Problem to solve: Output all of the entries below precisely as written.

Recorded data:
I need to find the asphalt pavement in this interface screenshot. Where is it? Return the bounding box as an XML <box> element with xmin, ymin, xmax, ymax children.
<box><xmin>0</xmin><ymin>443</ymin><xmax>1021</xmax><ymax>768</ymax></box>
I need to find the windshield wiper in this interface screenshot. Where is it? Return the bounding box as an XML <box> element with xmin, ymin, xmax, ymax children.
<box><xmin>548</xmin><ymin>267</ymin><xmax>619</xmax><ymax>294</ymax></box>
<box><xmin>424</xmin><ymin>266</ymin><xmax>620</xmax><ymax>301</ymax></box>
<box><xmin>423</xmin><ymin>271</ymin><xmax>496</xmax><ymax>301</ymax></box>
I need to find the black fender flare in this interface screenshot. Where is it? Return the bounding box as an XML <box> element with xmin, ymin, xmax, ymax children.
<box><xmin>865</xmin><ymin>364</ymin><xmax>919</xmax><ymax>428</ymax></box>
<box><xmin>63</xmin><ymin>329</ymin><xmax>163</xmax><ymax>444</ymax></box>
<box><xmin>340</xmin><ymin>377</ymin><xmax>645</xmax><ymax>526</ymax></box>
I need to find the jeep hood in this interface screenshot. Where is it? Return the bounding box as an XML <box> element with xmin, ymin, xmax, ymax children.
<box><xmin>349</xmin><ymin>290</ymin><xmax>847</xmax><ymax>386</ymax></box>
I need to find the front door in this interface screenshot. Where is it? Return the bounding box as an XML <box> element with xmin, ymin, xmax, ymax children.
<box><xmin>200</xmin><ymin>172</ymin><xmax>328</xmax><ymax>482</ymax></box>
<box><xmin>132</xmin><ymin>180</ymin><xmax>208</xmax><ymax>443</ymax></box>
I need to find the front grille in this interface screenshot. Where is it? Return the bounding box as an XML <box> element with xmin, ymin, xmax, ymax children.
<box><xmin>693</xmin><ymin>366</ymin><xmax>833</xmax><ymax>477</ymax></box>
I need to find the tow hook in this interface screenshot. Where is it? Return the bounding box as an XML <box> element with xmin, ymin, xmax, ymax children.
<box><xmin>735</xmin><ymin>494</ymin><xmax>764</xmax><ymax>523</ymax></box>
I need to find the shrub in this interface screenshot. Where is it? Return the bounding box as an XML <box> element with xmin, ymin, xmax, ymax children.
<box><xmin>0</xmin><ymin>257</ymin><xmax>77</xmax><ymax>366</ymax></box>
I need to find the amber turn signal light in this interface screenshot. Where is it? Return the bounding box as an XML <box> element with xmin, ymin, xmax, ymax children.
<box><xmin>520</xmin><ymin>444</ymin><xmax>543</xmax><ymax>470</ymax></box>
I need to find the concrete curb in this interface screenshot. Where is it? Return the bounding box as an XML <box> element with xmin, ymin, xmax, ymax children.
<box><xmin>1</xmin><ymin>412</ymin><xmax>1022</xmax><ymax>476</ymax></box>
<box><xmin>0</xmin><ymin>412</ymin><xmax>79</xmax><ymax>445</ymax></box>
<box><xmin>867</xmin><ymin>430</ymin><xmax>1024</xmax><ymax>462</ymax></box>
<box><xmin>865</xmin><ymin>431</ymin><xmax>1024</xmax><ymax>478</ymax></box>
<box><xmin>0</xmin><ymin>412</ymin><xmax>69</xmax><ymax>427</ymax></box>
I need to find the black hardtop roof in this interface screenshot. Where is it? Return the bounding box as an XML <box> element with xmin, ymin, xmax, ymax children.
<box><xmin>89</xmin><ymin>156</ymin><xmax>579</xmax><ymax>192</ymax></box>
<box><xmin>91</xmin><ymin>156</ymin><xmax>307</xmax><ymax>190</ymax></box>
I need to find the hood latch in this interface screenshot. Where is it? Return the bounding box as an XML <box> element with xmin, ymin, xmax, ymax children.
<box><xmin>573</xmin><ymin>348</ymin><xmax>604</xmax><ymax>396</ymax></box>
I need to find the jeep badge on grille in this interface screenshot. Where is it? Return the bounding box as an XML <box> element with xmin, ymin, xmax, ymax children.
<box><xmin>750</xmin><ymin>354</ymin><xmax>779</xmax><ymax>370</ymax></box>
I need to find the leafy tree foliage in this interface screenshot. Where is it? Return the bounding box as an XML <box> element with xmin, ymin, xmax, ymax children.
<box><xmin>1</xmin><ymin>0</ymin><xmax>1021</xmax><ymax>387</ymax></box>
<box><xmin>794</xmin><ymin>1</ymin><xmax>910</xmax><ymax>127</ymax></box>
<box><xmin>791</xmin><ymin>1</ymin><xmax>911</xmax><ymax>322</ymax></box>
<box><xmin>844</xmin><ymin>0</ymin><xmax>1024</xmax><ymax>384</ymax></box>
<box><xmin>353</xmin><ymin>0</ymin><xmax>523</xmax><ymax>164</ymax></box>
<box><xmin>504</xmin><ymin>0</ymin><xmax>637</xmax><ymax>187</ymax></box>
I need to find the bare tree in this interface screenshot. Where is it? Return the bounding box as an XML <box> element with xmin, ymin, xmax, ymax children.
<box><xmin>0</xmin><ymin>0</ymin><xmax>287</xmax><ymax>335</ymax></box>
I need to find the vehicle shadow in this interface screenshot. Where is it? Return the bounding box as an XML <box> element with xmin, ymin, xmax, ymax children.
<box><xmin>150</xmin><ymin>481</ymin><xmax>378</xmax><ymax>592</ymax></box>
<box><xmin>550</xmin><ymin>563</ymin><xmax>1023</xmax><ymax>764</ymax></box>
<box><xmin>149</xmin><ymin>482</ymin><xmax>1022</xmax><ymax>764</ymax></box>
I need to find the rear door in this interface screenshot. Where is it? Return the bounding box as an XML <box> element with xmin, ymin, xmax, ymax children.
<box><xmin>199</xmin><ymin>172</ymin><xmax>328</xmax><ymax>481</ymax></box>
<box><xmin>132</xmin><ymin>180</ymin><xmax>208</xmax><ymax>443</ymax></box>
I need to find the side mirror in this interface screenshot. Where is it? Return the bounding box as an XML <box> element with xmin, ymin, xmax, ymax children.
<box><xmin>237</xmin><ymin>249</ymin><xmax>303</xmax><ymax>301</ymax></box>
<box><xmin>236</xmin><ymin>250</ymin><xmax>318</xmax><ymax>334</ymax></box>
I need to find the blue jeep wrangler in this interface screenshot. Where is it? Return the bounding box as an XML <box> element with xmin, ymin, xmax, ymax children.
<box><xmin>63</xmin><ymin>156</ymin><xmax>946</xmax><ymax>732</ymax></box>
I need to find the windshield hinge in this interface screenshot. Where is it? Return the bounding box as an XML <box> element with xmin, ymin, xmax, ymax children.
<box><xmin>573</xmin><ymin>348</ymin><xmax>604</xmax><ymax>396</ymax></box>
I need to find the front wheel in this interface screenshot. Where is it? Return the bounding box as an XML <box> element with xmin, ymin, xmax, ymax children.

Task response:
I need to find the asphalt pavement in this interface screenshot. Where is it? Return the bounding box as an XML <box> element with xmin, ymin, xmax, ymax children.
<box><xmin>0</xmin><ymin>443</ymin><xmax>1021</xmax><ymax>768</ymax></box>
I need to find the windshield wiper in this interface screenshot. Where is it? Return the bounding box as an XML <box> element with xmin, ymin, xmax, ymax children.
<box><xmin>548</xmin><ymin>267</ymin><xmax>619</xmax><ymax>294</ymax></box>
<box><xmin>424</xmin><ymin>266</ymin><xmax>620</xmax><ymax>301</ymax></box>
<box><xmin>423</xmin><ymin>271</ymin><xmax>496</xmax><ymax>301</ymax></box>
I need to find the black fender flare in this interface screenshot. Where is it? Return the bounding box as an XML <box> element with xmin, ymin, xmax, ymax children.
<box><xmin>865</xmin><ymin>364</ymin><xmax>919</xmax><ymax>428</ymax></box>
<box><xmin>63</xmin><ymin>329</ymin><xmax>163</xmax><ymax>444</ymax></box>
<box><xmin>340</xmin><ymin>377</ymin><xmax>645</xmax><ymax>526</ymax></box>
I need to find the jeep hood in this interface screenshot. Where is it? Return the bounding box as an XML <box> element with xmin, ymin, xmax, ymax children.
<box><xmin>349</xmin><ymin>290</ymin><xmax>847</xmax><ymax>386</ymax></box>
I need to find the front door in this interface screenshot. Where is it? Return the bounding box as an XML <box> element with xmin, ymin, xmax, ymax children.
<box><xmin>200</xmin><ymin>172</ymin><xmax>328</xmax><ymax>482</ymax></box>
<box><xmin>132</xmin><ymin>180</ymin><xmax>208</xmax><ymax>443</ymax></box>
I need to find the front grille in this interface screenshot. Where is it? Return the bounding box as an XML <box> element with xmin, ymin, xmax, ymax children.
<box><xmin>693</xmin><ymin>366</ymin><xmax>833</xmax><ymax>477</ymax></box>
I need to find the tow hook in this interface screenshot. Where is it? Return the bounding box as an XML <box> element with xmin, ymin, xmax, ymax children.
<box><xmin>735</xmin><ymin>494</ymin><xmax>764</xmax><ymax>523</ymax></box>
I need to find the shrub in this interface screenshot. Where is it? Return the bounding box as an XML <box> element with xmin, ymin, xmax, ymax children.
<box><xmin>0</xmin><ymin>257</ymin><xmax>77</xmax><ymax>366</ymax></box>
I need to find the amber turn signal light in this interface screenshot. Where is it? Return the bounding box as an XML <box> element with xmin, ymin, xmax, ymax children.
<box><xmin>520</xmin><ymin>444</ymin><xmax>543</xmax><ymax>470</ymax></box>
I need to find the concrete curb in this interface screenshot. Where is it? Return the bounding box as an XML <box> element with xmin, ymin, xmax, ymax children.
<box><xmin>1</xmin><ymin>412</ymin><xmax>1022</xmax><ymax>476</ymax></box>
<box><xmin>0</xmin><ymin>412</ymin><xmax>79</xmax><ymax>445</ymax></box>
<box><xmin>867</xmin><ymin>430</ymin><xmax>1024</xmax><ymax>462</ymax></box>
<box><xmin>865</xmin><ymin>431</ymin><xmax>1024</xmax><ymax>478</ymax></box>
<box><xmin>0</xmin><ymin>412</ymin><xmax>69</xmax><ymax>427</ymax></box>
I need to find the black hardtop roof in this interface screenshot. Where is it? Return the bounding box as an XML <box> element with xmin, ymin, xmax, ymax children.
<box><xmin>89</xmin><ymin>156</ymin><xmax>579</xmax><ymax>192</ymax></box>
<box><xmin>91</xmin><ymin>156</ymin><xmax>307</xmax><ymax>190</ymax></box>
I need to find the hood latch in this interface screenshot. Where is it? Return the bounding box as an XML <box> element with xmin, ymin, xmax, ymax children.
<box><xmin>573</xmin><ymin>348</ymin><xmax>604</xmax><ymax>396</ymax></box>
I need to find the jeep badge on grille in this interface screenshot. Where is it? Return the bounding box as an XML <box> element with xmin, ymin, xmax, ymax children.
<box><xmin>750</xmin><ymin>354</ymin><xmax>779</xmax><ymax>370</ymax></box>
I need to find the leafy tree foliage in this interface screenshot. Where is it? Return the bounding box as an XML <box> element with xmin, ymin, xmax, ymax children.
<box><xmin>1</xmin><ymin>0</ymin><xmax>1021</xmax><ymax>387</ymax></box>
<box><xmin>794</xmin><ymin>1</ymin><xmax>910</xmax><ymax>127</ymax></box>
<box><xmin>791</xmin><ymin>1</ymin><xmax>911</xmax><ymax>322</ymax></box>
<box><xmin>844</xmin><ymin>0</ymin><xmax>1024</xmax><ymax>384</ymax></box>
<box><xmin>353</xmin><ymin>0</ymin><xmax>523</xmax><ymax>164</ymax></box>
<box><xmin>504</xmin><ymin>0</ymin><xmax>637</xmax><ymax>187</ymax></box>
I need to find the bare tree in this interface screenshot. Where is it? Return the bounding box as an XML <box> element with xmin, ymin, xmax, ymax children.
<box><xmin>0</xmin><ymin>0</ymin><xmax>287</xmax><ymax>335</ymax></box>
I need to find the vehicle shadow in this interface screenshot. Where is it? Return the bounding box as an XML <box> element with xmin, ymin, xmax, ymax children.
<box><xmin>150</xmin><ymin>481</ymin><xmax>378</xmax><ymax>592</ymax></box>
<box><xmin>550</xmin><ymin>563</ymin><xmax>1023</xmax><ymax>764</ymax></box>
<box><xmin>149</xmin><ymin>482</ymin><xmax>1022</xmax><ymax>764</ymax></box>
I need to find the rear door in this interface screenshot. Where is it? Return the bounding box as an XML <box> element with xmin, ymin, xmax, ymax children.
<box><xmin>199</xmin><ymin>172</ymin><xmax>328</xmax><ymax>481</ymax></box>
<box><xmin>132</xmin><ymin>180</ymin><xmax>208</xmax><ymax>443</ymax></box>
I need to find the side mirror in this interface screenshot. Where is it? Return the bounding box as an XML <box> element with xmin, ymin, xmax, ymax children.
<box><xmin>237</xmin><ymin>249</ymin><xmax>303</xmax><ymax>301</ymax></box>
<box><xmin>236</xmin><ymin>250</ymin><xmax>318</xmax><ymax>334</ymax></box>
I need to find the blue jeep wrangler in this interface screenshot. Where is it? Return the bounding box as an XML <box> element with xmin, ymin, xmax, ymax children.
<box><xmin>63</xmin><ymin>156</ymin><xmax>946</xmax><ymax>732</ymax></box>
I need to find the windshield hinge in this interface screenshot. Where is it? Return the bounding box as an XML <box> element with xmin, ymin, xmax, ymax children.
<box><xmin>573</xmin><ymin>348</ymin><xmax>604</xmax><ymax>396</ymax></box>
I need to find the front wheel in this interface screenshot. Where is it? Return the bounding box as an XML <box> element with xmin, ymin, xmax, ymax children.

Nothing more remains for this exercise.